(Data excerpts on pointing to objects)
:::

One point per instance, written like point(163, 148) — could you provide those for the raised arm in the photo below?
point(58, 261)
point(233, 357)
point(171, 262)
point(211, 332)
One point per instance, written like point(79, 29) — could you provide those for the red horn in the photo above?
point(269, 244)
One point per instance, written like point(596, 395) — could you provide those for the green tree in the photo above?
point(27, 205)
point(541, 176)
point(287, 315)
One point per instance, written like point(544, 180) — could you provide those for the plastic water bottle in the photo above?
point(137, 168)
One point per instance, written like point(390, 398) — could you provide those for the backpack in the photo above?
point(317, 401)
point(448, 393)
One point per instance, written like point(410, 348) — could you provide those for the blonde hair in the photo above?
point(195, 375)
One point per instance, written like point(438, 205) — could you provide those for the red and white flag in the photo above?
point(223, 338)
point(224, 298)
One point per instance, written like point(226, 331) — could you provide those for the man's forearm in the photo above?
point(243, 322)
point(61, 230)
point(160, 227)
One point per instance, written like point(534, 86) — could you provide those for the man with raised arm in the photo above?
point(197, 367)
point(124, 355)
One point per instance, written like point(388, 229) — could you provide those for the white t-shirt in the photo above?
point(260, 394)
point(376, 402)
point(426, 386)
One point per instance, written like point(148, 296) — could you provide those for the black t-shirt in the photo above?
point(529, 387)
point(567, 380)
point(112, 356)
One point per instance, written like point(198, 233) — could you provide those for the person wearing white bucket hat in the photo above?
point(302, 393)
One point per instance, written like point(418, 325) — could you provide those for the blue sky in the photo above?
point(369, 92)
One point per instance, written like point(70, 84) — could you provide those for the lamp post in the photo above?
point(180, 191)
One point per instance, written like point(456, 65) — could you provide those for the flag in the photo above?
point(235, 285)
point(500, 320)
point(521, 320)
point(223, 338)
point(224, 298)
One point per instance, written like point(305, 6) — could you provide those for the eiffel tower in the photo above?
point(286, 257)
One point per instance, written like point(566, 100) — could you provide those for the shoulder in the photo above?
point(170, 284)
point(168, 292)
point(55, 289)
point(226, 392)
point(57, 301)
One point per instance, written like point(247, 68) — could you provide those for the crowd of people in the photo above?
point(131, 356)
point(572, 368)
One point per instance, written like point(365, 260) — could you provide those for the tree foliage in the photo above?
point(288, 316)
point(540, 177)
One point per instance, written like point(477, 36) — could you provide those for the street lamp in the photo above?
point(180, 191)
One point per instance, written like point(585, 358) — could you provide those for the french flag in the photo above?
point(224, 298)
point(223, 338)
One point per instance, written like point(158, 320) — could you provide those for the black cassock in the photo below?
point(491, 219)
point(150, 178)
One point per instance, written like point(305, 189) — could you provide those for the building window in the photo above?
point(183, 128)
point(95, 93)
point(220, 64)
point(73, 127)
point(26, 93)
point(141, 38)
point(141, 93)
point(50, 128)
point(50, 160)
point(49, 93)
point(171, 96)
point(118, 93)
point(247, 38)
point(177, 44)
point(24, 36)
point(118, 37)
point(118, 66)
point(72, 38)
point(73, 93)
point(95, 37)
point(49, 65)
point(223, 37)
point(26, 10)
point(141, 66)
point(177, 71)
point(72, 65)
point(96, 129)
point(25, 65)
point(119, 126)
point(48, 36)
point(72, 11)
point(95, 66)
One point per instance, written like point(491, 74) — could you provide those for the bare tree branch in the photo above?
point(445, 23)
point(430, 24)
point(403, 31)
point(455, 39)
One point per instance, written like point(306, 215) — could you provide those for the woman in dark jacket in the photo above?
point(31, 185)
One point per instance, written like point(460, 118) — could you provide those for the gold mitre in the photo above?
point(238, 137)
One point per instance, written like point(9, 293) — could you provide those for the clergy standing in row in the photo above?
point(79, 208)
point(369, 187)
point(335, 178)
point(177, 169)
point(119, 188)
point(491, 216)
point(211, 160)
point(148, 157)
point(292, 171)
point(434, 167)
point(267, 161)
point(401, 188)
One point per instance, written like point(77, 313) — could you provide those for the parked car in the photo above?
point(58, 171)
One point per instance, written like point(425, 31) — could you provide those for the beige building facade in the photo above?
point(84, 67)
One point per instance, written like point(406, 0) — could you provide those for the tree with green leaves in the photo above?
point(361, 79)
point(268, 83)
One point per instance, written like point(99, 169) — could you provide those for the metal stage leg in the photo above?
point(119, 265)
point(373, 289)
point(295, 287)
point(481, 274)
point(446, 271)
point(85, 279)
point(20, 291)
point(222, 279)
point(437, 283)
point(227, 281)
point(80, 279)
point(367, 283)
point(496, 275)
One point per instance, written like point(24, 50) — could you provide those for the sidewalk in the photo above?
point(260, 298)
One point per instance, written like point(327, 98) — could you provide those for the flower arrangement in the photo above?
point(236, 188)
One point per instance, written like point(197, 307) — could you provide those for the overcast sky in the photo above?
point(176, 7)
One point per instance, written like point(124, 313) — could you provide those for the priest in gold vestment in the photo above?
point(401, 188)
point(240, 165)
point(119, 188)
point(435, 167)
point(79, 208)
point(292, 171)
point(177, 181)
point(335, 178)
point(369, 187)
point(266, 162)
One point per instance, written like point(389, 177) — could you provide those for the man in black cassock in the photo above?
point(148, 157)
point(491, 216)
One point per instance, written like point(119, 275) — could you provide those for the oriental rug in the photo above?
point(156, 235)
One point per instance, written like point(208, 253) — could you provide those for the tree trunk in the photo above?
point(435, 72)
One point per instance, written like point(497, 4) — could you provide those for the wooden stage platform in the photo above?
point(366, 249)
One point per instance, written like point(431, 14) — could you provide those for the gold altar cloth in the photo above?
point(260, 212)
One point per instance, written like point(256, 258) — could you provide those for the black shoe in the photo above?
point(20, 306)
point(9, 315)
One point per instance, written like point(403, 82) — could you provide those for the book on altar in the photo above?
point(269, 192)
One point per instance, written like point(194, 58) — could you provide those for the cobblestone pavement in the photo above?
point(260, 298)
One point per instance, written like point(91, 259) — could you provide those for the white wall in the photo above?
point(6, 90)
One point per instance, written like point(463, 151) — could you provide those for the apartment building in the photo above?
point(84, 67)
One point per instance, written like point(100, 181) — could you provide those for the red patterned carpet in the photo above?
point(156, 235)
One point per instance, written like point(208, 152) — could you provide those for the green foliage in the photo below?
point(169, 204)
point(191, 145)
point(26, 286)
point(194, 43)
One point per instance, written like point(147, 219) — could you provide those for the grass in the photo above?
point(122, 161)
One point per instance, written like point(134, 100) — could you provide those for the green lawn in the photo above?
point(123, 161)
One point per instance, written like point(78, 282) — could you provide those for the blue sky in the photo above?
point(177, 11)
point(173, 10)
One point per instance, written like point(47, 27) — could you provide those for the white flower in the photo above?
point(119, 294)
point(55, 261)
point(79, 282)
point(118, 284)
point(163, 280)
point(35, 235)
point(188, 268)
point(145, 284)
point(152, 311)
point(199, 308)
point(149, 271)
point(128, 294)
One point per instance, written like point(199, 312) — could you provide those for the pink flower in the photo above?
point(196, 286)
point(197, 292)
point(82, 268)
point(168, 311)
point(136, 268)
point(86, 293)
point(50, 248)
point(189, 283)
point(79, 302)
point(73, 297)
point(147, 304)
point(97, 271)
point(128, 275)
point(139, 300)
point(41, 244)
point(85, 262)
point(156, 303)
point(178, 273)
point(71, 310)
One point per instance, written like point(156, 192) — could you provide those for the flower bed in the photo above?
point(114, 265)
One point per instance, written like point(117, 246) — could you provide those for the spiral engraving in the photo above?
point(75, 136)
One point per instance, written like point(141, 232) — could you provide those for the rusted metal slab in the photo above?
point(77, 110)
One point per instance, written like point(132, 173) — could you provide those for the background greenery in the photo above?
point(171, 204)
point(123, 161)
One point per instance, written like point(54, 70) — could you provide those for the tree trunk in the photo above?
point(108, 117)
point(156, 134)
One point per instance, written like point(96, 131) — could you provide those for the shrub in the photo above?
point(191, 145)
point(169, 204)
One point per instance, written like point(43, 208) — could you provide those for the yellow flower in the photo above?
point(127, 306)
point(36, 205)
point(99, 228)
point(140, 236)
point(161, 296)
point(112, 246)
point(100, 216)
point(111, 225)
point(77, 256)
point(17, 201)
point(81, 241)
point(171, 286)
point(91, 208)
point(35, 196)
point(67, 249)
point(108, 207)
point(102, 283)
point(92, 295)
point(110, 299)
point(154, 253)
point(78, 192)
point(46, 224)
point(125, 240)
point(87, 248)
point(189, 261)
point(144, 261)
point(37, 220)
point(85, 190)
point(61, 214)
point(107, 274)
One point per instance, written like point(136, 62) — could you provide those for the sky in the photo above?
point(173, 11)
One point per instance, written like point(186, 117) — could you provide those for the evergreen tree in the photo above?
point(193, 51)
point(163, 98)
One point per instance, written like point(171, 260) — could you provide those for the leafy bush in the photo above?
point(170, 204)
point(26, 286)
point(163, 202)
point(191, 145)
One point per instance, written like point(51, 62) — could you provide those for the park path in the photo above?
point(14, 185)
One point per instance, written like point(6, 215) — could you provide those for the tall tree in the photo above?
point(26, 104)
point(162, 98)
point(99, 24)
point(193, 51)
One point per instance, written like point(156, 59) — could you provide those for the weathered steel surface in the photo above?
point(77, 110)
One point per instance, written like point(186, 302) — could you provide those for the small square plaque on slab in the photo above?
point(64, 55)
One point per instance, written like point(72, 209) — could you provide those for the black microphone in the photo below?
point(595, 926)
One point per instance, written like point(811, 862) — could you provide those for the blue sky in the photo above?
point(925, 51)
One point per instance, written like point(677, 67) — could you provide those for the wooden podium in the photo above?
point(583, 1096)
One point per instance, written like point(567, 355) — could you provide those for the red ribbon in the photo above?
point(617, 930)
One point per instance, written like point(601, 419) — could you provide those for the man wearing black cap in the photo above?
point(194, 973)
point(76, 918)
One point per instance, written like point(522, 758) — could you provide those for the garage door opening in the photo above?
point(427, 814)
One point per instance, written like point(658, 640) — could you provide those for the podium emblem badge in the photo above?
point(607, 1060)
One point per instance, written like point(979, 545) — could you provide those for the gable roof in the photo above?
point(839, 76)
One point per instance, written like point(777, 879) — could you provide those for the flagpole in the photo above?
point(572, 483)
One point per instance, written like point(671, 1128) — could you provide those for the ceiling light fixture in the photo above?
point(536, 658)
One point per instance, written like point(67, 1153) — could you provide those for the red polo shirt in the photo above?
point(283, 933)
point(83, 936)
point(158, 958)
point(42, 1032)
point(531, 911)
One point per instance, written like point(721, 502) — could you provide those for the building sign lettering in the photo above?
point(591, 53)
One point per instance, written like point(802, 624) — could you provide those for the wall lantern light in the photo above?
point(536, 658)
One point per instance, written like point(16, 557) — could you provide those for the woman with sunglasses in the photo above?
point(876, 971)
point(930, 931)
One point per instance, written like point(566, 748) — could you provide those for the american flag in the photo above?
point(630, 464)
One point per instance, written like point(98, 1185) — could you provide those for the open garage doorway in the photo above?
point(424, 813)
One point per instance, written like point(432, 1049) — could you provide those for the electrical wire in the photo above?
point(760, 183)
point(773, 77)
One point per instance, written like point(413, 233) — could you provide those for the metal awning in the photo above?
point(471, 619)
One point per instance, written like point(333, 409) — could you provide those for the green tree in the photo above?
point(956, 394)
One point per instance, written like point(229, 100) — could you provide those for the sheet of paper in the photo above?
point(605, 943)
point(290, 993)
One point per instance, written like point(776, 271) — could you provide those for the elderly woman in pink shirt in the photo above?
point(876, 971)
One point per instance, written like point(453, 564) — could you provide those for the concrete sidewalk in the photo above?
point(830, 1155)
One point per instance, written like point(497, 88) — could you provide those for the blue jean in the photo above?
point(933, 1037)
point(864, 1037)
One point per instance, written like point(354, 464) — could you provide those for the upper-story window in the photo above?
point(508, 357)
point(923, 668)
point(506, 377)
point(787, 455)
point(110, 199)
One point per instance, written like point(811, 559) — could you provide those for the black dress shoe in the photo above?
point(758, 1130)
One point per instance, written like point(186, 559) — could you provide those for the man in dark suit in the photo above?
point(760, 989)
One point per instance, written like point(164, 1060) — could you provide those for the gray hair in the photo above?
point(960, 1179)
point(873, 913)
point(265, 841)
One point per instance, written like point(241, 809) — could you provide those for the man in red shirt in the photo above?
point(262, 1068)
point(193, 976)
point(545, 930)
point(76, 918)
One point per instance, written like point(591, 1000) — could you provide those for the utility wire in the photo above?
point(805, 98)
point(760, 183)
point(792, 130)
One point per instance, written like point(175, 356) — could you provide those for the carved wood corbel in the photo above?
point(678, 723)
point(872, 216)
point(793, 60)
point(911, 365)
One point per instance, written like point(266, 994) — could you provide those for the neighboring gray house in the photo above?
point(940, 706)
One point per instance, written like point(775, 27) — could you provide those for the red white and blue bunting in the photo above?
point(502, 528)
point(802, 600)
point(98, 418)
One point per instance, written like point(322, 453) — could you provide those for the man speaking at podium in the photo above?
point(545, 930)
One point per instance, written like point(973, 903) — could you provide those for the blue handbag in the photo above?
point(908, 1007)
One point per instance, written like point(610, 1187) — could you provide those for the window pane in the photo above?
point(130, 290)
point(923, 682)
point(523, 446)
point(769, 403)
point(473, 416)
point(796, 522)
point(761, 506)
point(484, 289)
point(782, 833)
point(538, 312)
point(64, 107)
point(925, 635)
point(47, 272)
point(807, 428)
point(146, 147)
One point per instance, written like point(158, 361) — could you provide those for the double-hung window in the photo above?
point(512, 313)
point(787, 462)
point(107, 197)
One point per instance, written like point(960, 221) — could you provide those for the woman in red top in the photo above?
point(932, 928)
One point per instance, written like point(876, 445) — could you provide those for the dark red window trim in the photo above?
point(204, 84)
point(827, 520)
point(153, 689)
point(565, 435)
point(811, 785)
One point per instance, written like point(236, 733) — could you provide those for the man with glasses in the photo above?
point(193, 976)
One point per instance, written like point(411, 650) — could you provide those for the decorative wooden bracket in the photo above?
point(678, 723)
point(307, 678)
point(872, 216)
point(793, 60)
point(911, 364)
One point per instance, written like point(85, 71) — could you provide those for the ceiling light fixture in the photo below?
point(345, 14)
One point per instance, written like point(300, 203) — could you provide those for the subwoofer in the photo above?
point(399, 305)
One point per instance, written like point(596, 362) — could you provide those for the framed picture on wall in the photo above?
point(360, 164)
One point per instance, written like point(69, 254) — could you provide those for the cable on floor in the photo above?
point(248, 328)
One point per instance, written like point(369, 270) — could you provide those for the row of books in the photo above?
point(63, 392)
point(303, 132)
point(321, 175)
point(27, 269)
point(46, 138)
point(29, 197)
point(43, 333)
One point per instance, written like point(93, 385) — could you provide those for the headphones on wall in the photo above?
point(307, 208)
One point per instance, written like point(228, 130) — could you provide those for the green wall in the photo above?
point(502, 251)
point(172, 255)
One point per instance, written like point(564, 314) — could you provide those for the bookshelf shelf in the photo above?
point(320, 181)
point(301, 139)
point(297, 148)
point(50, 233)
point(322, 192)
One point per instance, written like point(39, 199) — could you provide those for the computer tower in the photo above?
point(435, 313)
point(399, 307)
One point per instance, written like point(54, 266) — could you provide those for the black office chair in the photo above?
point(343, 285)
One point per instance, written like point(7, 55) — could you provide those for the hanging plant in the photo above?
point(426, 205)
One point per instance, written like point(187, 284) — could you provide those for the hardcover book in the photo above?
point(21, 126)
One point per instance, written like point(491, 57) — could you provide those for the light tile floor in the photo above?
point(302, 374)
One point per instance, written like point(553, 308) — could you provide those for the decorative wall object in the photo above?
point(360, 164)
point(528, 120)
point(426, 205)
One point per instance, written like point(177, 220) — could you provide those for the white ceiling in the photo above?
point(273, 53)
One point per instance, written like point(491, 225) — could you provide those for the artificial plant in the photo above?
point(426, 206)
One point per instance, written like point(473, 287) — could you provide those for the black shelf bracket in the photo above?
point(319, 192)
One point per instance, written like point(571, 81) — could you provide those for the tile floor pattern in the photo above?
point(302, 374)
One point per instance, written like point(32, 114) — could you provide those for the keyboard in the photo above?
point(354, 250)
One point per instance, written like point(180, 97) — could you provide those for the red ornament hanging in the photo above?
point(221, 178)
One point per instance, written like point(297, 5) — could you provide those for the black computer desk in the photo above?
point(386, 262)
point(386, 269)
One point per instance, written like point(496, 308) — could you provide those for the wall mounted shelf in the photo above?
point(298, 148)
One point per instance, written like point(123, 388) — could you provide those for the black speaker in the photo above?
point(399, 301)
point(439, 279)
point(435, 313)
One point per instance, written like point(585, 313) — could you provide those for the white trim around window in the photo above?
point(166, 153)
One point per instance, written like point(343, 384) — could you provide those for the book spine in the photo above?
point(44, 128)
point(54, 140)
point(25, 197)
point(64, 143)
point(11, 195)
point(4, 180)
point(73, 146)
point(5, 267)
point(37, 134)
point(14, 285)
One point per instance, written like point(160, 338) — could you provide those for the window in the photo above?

:::

Copy out word for word the lines in the data above, beginning with the line that contains "One point per instance, written like point(411, 650)" and continuing through the line that contains "point(345, 14)".

One point per instance, written like point(411, 650) — could you provide those for the decorative wooden bracket in the photo above?
point(678, 723)
point(307, 678)
point(872, 216)
point(793, 60)
point(911, 364)
One point per instance, written like point(85, 71) — could you provide those for the ceiling light fixture in the photo below?
point(345, 14)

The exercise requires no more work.